══ SELECTED EXTRACT ══

Ejectment. A tract of land situated in that part of the State of
Pennsylvania which, by the compact with the State of Virginia of
1780, was acknowledged to be within the former state was held under
the provisions of an Act of Assembly of Virginia passed in 1779, by
which actual
bona fide settlers, prior to 1778, were
declared to be entitled to the land on which the settlement was
made, not exceeding four hundred acres. The settlement was made in
1772. Of this tract, in the year 1786, a survey was made and
returned into the Land Office of Pennsylvania, and a patent was
granted for the same. The title set up by the defendants in the
ejectment was derived from two land warrants from the Land Office
of Pennsylvania dated in 1773, under which surveys were made in
1778, and on which patents were issued on 9 March, 1782. The
compact confirms private property and rights existing previous to
its date, under and founded on and recognized by the laws of either
state, falling within the other, preference being given to the
elder or prior right subject to the payment of the purchase money
required by the laws of the state in which they might be for such
lands.
Held that the title derived under the Virginia law
of 1779, and afterwards perfected by the patent from Pennsylvania
in 1788, was a valid title, and superior to that asserted under the
warrants of 1773, and the patent founded upon them and issued in
1782
Page 36 U. S. 2
The title derived under the Act of the Legislature of Virginia
of 1779 commenced in 1772 when the settlement was made, and
therefore stands as a right prior in its commencement to that
originating under the warrants of 1773. The question of title
between the contending parties is not to be decided by the laws or
decisions of either Pennsylvania or Virginia, but by the compact of
1780.

═══

• [THE TASKS]
(A) According to the ejectment case summary, what was the largest amount of land a settler could claim under the 1779 Virginia act?
(B) Continue the ejectment case summary from its last sentence.

══ MATERIAL SHOWN ══

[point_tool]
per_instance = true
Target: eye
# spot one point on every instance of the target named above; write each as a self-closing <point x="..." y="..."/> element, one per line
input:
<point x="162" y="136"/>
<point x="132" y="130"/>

═══

• [RESULTS]
(A) Four hundred acres.

(B)
The principles on which the case of
Jackson v.
Chew, 12 Wheat. 163, are decided are not affected
by the decisions of the Court in this case. In the case of
Jackson v. Chew, the Court said that it adopted the state
decisions when applicable to the title of lands. That was in a case
the decision of which depended on the laws of the state and on
their construction by the tribunals of the state. In the case at
bar, the question arises under and is to be decided by a compact
between two states, when the rule of decision is not to be
collected from the decisions of either state, but is one of an
international character.
The plaintiff in error, a citizen of the State of Ohio,
instituted an action of ejectment against the defendants at October
term 1831 to recover a tract of land situated in Allegheny County,
Pennsylvania, and the case was tried before the District Court for
the Western District of Pennsylvania in October 1835. A verdict and
judgment under the charge of the court were rendered in favor of
the defendants, and the plaintiff, having taken exceptions to the
charge, prosecuted this writ of error.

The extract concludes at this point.